*REQUIRED WORK*: Line by line, return the data exactly as shown.
-*-*-
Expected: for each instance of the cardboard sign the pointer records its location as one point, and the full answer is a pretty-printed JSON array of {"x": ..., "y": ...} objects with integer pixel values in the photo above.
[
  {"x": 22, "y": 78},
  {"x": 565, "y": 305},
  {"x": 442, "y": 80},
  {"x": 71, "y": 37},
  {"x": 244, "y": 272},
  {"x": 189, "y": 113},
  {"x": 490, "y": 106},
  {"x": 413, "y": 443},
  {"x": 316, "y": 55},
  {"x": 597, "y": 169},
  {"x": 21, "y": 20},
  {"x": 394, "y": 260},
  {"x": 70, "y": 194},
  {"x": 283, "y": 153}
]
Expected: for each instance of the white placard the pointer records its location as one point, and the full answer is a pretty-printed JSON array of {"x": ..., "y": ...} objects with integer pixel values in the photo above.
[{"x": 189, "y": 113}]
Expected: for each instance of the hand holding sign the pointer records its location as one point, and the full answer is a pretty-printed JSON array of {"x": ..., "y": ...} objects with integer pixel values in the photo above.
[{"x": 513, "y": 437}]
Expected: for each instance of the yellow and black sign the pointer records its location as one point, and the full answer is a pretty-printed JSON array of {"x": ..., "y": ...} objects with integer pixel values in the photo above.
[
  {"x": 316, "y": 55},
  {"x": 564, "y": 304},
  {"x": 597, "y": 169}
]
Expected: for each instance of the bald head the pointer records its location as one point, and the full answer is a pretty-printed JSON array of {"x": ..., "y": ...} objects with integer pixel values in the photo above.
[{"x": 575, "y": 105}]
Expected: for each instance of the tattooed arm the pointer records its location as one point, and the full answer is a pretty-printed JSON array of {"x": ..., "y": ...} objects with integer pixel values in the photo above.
-*-*-
*WRITTEN RESPONSE*:
Expected: for each instance of the cardboard sign the pointer records its location as one point, and the full answer is a pretty-printed JSON array of {"x": ..., "y": ...} objects with integer pixel values in the photo above.
[
  {"x": 22, "y": 78},
  {"x": 565, "y": 305},
  {"x": 442, "y": 80},
  {"x": 71, "y": 37},
  {"x": 244, "y": 272},
  {"x": 189, "y": 113},
  {"x": 490, "y": 106},
  {"x": 413, "y": 443},
  {"x": 316, "y": 55},
  {"x": 597, "y": 169},
  {"x": 21, "y": 20},
  {"x": 394, "y": 260},
  {"x": 70, "y": 194},
  {"x": 283, "y": 153}
]
Expected: for each instance of the white placard the pointer records its location as one point, and the full answer is a pretty-printed JSON array of {"x": ..., "y": ...} objects with integer pixel values in the photo above.
[{"x": 189, "y": 113}]
Expected: for each instance of the hand holding sign the pointer records its location as one point, and the full answer is a pretty-printed JSON array of {"x": ..., "y": ...} objects with integer pixel values in the photo above.
[{"x": 513, "y": 437}]
Expected: for each instance of the yellow and black sign the pointer records its location as one point, and the full answer is a pretty-printed JSON array of {"x": ..., "y": ...} objects with integer pixel values in the photo above.
[
  {"x": 316, "y": 55},
  {"x": 564, "y": 304},
  {"x": 597, "y": 169}
]
Expected: for each instance of the bald head the pointer records its location as one point, and the full answer is a pretty-printed JSON array of {"x": ..., "y": ...} objects with integer pixel values in the photo above.
[{"x": 575, "y": 105}]
Expected: for each instance of the tattooed arm the pointer records its location as one point, and the full answer is a pretty-printed JSON array of {"x": ..., "y": ...} objects with integer pixel values in the photo above.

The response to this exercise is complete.